Short problem:
Would you return all of this data exactly, leaving nothing out?

Supplied records:
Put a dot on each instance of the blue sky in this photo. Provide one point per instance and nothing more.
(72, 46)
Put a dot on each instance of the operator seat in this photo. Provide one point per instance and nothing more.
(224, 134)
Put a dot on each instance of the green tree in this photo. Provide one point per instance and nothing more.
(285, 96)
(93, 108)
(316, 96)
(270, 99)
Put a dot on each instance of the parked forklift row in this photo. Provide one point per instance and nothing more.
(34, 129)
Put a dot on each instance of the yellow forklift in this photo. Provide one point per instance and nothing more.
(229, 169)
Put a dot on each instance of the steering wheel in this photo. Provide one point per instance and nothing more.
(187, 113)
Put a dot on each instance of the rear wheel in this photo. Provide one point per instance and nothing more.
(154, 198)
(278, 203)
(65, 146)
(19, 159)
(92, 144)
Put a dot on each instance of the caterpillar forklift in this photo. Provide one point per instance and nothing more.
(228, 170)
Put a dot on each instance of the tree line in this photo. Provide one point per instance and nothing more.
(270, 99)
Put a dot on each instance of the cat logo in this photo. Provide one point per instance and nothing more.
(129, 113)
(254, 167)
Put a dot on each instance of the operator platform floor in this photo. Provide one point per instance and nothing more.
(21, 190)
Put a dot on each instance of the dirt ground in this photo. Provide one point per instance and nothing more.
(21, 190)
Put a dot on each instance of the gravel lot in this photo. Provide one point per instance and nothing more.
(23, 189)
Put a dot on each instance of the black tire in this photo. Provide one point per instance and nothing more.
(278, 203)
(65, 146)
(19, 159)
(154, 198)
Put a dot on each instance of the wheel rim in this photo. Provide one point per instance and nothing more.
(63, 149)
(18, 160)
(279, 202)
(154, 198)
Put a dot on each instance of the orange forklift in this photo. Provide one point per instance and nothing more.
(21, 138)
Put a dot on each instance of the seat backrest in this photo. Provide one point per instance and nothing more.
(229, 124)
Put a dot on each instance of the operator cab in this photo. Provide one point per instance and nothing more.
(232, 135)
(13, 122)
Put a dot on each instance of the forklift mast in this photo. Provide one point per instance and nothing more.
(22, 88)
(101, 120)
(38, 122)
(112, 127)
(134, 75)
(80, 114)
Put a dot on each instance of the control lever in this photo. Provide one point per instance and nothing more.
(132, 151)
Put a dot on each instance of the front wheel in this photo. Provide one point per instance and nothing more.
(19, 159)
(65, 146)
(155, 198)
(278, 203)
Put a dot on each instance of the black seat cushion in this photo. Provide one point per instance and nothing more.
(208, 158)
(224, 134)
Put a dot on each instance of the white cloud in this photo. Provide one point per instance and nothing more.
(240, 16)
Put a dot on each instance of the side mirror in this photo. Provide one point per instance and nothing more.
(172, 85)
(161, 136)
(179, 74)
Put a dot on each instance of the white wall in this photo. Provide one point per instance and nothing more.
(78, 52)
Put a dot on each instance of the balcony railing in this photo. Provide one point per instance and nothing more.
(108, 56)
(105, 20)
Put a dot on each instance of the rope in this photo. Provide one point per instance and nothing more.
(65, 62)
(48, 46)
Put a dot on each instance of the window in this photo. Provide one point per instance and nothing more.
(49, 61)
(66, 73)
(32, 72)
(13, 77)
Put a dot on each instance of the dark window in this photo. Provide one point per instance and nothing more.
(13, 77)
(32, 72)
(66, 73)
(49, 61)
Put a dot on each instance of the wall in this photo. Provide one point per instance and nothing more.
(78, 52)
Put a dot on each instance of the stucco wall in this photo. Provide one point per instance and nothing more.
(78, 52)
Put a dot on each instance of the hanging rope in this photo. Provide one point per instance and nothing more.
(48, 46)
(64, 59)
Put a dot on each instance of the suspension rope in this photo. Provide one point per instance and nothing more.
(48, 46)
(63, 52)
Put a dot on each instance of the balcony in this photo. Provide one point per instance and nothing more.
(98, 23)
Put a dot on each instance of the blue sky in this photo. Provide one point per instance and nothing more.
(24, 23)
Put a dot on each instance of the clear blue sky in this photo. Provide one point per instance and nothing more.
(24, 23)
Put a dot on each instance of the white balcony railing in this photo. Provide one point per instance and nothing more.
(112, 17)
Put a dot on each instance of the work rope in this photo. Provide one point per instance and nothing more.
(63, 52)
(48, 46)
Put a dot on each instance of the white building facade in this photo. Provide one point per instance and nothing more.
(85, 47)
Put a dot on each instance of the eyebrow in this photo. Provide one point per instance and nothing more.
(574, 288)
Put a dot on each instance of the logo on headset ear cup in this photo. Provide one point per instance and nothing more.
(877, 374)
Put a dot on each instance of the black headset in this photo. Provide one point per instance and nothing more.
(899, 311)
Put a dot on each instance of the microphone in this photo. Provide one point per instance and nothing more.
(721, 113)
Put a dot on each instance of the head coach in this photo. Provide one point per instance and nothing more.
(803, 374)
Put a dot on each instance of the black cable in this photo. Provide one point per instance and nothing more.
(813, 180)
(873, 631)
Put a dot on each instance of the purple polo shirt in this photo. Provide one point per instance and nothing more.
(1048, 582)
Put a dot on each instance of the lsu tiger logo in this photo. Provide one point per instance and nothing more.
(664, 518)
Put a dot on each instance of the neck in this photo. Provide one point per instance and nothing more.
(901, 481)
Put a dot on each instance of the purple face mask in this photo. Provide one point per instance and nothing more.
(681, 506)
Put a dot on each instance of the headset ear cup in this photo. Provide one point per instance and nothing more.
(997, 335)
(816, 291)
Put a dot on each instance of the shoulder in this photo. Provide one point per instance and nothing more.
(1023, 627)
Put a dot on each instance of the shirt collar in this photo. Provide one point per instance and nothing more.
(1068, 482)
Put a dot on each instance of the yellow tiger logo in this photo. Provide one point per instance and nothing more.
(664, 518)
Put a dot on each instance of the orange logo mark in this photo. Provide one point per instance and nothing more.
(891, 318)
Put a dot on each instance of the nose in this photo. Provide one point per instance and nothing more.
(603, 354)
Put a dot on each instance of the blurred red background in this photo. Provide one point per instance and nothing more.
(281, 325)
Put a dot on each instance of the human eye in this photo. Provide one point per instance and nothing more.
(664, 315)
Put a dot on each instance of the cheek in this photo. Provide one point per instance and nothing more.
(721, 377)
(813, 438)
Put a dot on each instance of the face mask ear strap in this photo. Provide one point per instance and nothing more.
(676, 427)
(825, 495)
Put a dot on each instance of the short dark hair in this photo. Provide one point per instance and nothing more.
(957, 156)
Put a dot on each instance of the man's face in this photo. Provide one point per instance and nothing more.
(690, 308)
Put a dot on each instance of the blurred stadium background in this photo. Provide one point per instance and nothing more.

Exercise output:
Put a dot on each instance of the blue sky in this photo. Provide one point per instance and nothing more.
(72, 46)
Put a dot on each instance of the operator seat in this photo. Provide one point per instance and nothing more.
(224, 134)
Put a dot on each instance of the green tree in this photo. Provide one point per instance and nothing more.
(285, 96)
(93, 108)
(316, 96)
(270, 99)
Put a dot on each instance of the parked forklift row in this photo. Provide one point per instance and nothing more.
(34, 129)
Put a dot on each instance of the yellow forklift in this photo. Provide one point per instance and nothing more.
(229, 169)
Put a dot on each instance of the steering wheel in this photo. Provide one point per instance and nothing more.
(187, 113)
Put a dot on each instance of the rear wheel in this photo. Provide one point per instance and nothing more.
(154, 198)
(278, 203)
(65, 146)
(19, 159)
(92, 144)
Put a dot on each instance of the caterpillar forklift in this photo. Provide one point per instance and nothing more.
(228, 170)
Put a dot on each instance of the tree line in this photo. Provide one point per instance and nothing more.
(270, 99)
Put a dot on each instance of the cat logo in this photo. Provide one point per instance and nothing more.
(129, 113)
(254, 167)
Put a dot on each instance of the operator platform floor in this photo. Provide one point per instance and nothing more.
(21, 190)
Put a dot on each instance of the dirt ground in this photo. Provide one point per instance and nothing more.
(21, 190)
Put a dot on each instance of the gravel lot in this photo. Provide one point per instance and nothing more.
(23, 189)
Put a dot on each instance of the black tire in this photo. Provide one point per instance and nothing more.
(278, 203)
(65, 146)
(19, 159)
(154, 198)
Put a dot on each instance of the wheel rim in this photo. Provide one point per instance and nothing more.
(63, 149)
(18, 160)
(279, 202)
(154, 198)
Put a dot on each instance of the orange forklift in this photo. Provide one point per instance and nothing more.
(21, 138)
Put a dot on each instance of the seat backrest in this photo. Provide one point per instance and nothing more.
(229, 124)
Put a dot on each instance of the operator cab in this photo. Provide one point per instance and nothing more.
(232, 135)
(13, 122)
Put a dot on each instance of the forklift mast in this photo. Provide one point per instance and nothing more.
(22, 88)
(101, 120)
(38, 122)
(112, 127)
(134, 75)
(80, 114)
Put a dot on each instance of the control lever in this photo. Provide one point per instance and nothing more.
(132, 151)
Put a dot on each instance of the front wheel in this photo. Provide one point per instance and nothing more.
(19, 159)
(65, 146)
(155, 198)
(278, 203)
Put a dot on each instance of the black seat cushion in this photo. Provide one point per instance and nothing more.
(208, 158)
(224, 134)
Put a dot on each instance of the white cloud in this photo. Provide one point per instance and nothing more.
(240, 16)
Put a dot on each instance of the side mirror in this photo. Provide one point per instance and nothing more.
(172, 85)
(161, 136)
(179, 74)
Put a dot on each instance of the white wall in this photo. Provide one point per instance and nothing more.
(78, 52)
Put a dot on each instance of the balcony railing in this photo. Provide one point per instance and nothing more.
(108, 56)
(105, 20)
Put a dot on each instance of the rope in this photo. Provide one point per instance and nothing more.
(65, 62)
(48, 46)
Put a dot on each instance of the window in this photo. Provide one point per instance and nothing more.
(49, 61)
(66, 73)
(32, 72)
(13, 77)
Put a dot on each instance of the dark window in this photo. Provide one point per instance and nothing more.
(13, 77)
(32, 72)
(66, 73)
(49, 61)
Put a dot on each instance of the wall in this photo. Provide one point per instance and nothing more.
(78, 52)
Put a dot on each instance of the stucco wall in this photo. Provide one point per instance and nothing more.
(78, 52)
Put a dot on each instance of the hanging rope in this photo. Provide one point per instance and nothing more.
(48, 46)
(64, 59)
Put a dot on each instance of the suspension rope in this photo. Provide one point per instance and nothing more.
(48, 46)
(63, 52)
Put a dot on each instance of the balcony in this photo. Provide one point per instance and nothing more.
(98, 23)
Put a dot on each instance of the blue sky in this photo. Provide one point per instance and nothing more.
(24, 23)
Put a dot on each instance of the clear blue sky in this photo. Provide one point per instance and nothing more.
(24, 23)
Put a dot on each instance of the white balcony railing in this photo. Provide one point per instance and nothing more.
(112, 17)
Put a dot on each instance of the work rope in this photo. Provide one point per instance and nothing more.
(63, 52)
(48, 46)
Put a dot on each instance of the white building facade in this photo. Provide one point per instance and nothing more.
(85, 47)
Put a dot on each instance of the eyebrow in this photo. Provide one point per instance and nothing more.
(574, 288)
Put a dot on each instance of the logo on headset ear cup in this photo. Provide one point per instance and nothing more.
(877, 374)
Put a dot on each instance of the black headset in this photo. Provide one point per instance and nothing more.
(899, 311)
Put a dot on each instance of the microphone in this photo. Provide one point per instance and nothing more.
(721, 113)
Put a dot on each instance of the head coach in this photo. Provide one point per instance and nothing more.
(803, 374)
Put a dot on each instance of the black cable in this photo. Provide one point per instance and nothing more.
(813, 180)
(873, 631)
Put a dot on each instance of the purple polo shirt in this photo. Provide one point per instance and nothing more.
(1048, 582)
Put a dot on each instance of the lsu tiger logo in this photo. Provide one point per instance and nothing more.
(664, 518)
Put a dot on each instance of the neck in this photo. Provide one point per instance and nothing more.
(901, 481)
Put a dot on each instance of the purple face mask in this photo. Provide one point per instance and nothing more.
(681, 506)
Put a dot on each instance of the headset ear cup in this photo. Provide one point per instance and nothing more.
(997, 335)
(816, 291)
Put a dot on each instance of the shoulder in this photo. Provide one point per instance and nothing more.
(1023, 627)
Put a dot on each instance of the shirt collar in this photo. Provide one point per instance and nothing more.
(1068, 482)
Put a dot on each instance of the yellow tiger logo in this photo. Provide one point per instance and nothing more.
(664, 518)
Put a dot on each instance of the orange logo mark in this photo. Provide one point per instance and nothing more.
(891, 318)
Put a dot on each instance of the nose in this photo. Provide one point per instance and nothing more.
(603, 354)
Put a dot on each instance of the blurred red background in this photo. Provide one point per instance and nothing more.
(281, 325)
Put a dot on each instance of the human eye in this photo. Provide one point per instance and nothing more.
(664, 315)
Put a dot on each instance of the cheek in this photo. Provide one point per instance and nothing more.
(721, 377)
(813, 438)
Put a dot on each instance of the face mask ear strap in this photo. Provide one point per instance and nothing more.
(676, 427)
(825, 495)
Put a dot on each instance of the short dark hair in this photo. Provide one point per instance and nothing more.
(957, 156)
Put a dot on each instance of the man's face in this photo. Provide one point per instance and nothing more.
(690, 308)
Put a dot on each instance of the blurred stadium background in this photo. Provide one point per instance and nothing more.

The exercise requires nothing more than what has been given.